Problem statement:
Extract, word for word, the portion of the article on life income gifts from IRAs that runs from "The high degree" up to and including "an in-depth analysis.".

Passage shown:
Yes, Virginia, It’s True: There Can Be Life Income Gifts From IRAs (And Other Qualified Retirement Plans)

People do continue to ask, “can’t we establish a Gift Annuity with funds from an IRA?” The short answer is that you absolutely can, and can also establish a charitable remainder trust using money withdrawn from a qualified retirement plan.

The high degree of focus these days on the so-called “Charitable IRA Rollover” (more accurately known as a Qualified Charitable Distribution or QCD) from traditional IRAs means that alternative gift plans such as this two-step process are typically overlooked. But gift planning professionals should always be aware of the full range of possibilities with donors – certainly there are some who might actually consider this combination of transactions, especially after doing an in-depth analysis.

The catch is that there will be tax on the distribution (withdrawal) from the IRA; generally, it will be taxed as ordinary income at the owner’s marginal income tax bracket. The establishment of the gift annuity or charitable remainder trust, on the other hand, will result in a charitable income tax deduction for a portion of the total funding amount. Yes, there is a net tax cost for funding a life income gift with an IRA, but the donor might already be required to take the Required Minimum Distribution (RMD) if they are over 70½. This plan reduces the tax burden on the RMD, and the donor enjoys a stream of income.

If the donor is at least 59½ years old or older, he or she can withdraw any amount of money from his or her IRA without incurring any tax penalty. And this is not just limited to IRAs – generally speaking, donors above the age of 59½ can withdraw money from a variety of qualified retirement plans and use the money to establish split interest gifts.

Provided material:
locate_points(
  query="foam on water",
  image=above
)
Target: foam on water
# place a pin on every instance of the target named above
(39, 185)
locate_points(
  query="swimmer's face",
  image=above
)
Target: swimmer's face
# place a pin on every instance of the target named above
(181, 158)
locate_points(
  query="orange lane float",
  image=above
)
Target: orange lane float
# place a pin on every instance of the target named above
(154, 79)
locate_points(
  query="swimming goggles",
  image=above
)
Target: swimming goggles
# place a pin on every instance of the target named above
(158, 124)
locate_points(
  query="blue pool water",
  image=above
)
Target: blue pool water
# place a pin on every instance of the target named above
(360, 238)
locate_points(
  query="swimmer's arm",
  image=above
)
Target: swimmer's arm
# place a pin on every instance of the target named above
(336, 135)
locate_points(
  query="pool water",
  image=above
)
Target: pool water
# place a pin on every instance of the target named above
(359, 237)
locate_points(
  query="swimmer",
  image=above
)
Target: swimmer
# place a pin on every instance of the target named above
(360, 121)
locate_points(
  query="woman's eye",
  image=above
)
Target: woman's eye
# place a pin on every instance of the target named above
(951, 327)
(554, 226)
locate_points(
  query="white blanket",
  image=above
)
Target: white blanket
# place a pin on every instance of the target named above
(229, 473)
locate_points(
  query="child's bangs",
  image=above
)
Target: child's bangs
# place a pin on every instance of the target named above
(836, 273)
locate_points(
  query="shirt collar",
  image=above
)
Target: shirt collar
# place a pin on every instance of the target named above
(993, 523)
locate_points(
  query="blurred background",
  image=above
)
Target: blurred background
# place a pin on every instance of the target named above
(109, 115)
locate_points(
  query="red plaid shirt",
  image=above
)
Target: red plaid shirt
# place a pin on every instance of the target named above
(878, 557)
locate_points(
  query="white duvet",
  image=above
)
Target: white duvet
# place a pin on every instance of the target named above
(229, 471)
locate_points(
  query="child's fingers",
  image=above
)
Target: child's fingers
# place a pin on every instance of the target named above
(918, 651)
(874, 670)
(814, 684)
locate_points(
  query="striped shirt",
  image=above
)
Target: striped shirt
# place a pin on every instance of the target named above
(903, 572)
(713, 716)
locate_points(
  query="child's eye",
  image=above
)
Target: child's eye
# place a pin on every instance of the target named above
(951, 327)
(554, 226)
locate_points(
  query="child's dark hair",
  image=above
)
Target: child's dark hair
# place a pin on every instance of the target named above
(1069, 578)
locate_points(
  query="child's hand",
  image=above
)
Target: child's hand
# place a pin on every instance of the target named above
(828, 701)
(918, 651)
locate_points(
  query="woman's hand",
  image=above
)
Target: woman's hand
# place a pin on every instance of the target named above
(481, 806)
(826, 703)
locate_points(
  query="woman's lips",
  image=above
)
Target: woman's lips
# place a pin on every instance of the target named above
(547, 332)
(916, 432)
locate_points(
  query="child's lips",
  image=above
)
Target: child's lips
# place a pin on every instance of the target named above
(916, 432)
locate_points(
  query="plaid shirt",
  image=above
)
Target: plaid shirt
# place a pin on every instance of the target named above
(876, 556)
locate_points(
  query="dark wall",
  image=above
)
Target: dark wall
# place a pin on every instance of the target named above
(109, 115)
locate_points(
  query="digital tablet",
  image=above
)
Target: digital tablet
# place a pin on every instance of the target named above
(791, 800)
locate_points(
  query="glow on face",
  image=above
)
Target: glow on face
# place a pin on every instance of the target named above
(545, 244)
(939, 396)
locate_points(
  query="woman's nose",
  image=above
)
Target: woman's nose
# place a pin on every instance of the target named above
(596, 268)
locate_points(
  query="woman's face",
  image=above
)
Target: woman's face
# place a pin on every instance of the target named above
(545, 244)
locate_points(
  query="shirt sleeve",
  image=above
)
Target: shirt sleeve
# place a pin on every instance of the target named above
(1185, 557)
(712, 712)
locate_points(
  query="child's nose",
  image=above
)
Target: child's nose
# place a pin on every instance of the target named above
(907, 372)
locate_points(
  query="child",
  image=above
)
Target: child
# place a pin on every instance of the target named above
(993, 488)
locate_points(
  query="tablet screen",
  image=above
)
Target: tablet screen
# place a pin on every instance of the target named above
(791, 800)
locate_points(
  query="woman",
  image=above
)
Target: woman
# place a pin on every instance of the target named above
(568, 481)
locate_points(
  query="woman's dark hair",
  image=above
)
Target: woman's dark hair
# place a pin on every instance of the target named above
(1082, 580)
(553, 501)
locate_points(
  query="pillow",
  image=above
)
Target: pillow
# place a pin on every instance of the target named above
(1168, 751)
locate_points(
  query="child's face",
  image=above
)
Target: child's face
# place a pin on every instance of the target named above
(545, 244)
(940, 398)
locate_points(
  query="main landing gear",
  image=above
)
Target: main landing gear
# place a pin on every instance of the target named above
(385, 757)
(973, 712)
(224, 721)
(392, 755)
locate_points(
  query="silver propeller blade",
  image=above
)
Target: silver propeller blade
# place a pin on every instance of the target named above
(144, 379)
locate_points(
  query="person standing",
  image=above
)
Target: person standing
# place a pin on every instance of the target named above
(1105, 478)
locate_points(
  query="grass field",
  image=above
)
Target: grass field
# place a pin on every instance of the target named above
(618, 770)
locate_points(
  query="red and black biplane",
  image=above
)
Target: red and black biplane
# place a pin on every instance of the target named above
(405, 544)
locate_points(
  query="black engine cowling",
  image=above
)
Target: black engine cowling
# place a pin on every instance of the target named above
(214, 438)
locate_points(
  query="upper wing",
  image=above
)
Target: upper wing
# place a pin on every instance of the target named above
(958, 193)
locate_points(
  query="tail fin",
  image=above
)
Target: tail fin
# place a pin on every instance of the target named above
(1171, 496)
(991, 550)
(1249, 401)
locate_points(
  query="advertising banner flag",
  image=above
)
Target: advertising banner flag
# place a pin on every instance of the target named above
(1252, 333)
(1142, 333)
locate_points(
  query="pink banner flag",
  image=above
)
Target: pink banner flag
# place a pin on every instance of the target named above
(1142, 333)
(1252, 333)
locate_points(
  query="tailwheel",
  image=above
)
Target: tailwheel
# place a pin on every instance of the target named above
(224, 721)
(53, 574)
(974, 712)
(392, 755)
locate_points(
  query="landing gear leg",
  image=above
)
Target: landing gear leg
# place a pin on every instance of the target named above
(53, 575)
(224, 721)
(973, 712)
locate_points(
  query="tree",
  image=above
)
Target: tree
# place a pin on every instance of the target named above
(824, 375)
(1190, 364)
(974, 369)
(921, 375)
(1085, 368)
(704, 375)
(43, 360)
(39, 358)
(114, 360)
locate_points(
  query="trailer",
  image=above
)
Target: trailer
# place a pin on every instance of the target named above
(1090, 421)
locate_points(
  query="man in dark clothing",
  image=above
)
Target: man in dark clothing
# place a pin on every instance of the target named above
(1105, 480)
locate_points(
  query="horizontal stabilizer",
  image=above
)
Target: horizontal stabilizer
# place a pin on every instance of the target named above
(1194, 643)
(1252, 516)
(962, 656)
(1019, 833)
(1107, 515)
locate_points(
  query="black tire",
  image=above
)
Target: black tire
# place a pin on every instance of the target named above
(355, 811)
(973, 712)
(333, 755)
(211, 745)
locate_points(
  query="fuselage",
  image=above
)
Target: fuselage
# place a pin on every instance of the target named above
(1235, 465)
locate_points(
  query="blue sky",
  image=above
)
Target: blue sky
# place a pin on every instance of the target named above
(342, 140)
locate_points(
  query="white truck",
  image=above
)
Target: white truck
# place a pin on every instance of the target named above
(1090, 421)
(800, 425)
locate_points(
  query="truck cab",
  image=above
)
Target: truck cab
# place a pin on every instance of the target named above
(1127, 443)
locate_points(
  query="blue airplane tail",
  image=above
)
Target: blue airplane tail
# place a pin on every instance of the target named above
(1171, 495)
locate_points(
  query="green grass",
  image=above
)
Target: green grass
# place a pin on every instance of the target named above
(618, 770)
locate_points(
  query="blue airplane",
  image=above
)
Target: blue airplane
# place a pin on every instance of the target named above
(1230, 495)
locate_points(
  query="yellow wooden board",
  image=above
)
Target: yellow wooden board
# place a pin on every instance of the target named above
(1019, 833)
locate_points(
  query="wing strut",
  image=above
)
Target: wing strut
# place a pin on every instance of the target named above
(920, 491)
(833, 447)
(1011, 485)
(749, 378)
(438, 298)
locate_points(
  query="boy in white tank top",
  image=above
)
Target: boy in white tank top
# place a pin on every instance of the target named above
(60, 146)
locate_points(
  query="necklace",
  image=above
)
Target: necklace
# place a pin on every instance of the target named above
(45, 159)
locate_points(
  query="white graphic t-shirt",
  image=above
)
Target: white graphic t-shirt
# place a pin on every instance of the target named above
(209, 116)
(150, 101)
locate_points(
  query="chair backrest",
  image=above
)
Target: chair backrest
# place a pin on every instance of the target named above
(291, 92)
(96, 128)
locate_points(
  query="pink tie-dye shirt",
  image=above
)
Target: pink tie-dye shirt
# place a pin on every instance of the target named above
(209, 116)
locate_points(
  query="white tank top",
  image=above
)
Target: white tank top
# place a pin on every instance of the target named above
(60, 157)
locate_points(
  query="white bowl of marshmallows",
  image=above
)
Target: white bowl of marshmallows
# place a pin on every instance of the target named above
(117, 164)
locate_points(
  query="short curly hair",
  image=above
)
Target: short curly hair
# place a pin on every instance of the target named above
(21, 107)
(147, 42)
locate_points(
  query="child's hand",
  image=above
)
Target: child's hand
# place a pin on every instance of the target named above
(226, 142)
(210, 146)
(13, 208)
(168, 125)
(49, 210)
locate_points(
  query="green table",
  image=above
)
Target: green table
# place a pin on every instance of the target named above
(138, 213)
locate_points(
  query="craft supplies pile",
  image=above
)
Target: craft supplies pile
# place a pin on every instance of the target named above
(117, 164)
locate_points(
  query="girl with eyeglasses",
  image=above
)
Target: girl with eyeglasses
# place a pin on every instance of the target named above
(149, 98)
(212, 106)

Expected output:
The high degree of focus these days on the so-called “Charitable IRA Rollover” (more accurately known as a Qualified Charitable Distribution or QCD) from traditional IRAs means that alternative gift plans such as this two-step process are typically overlooked. But gift planning professionals should always be aware of the full range of possibilities with donors – certainly there are some who might actually consider this combination of transactions, especially after doing an in-depth analysis.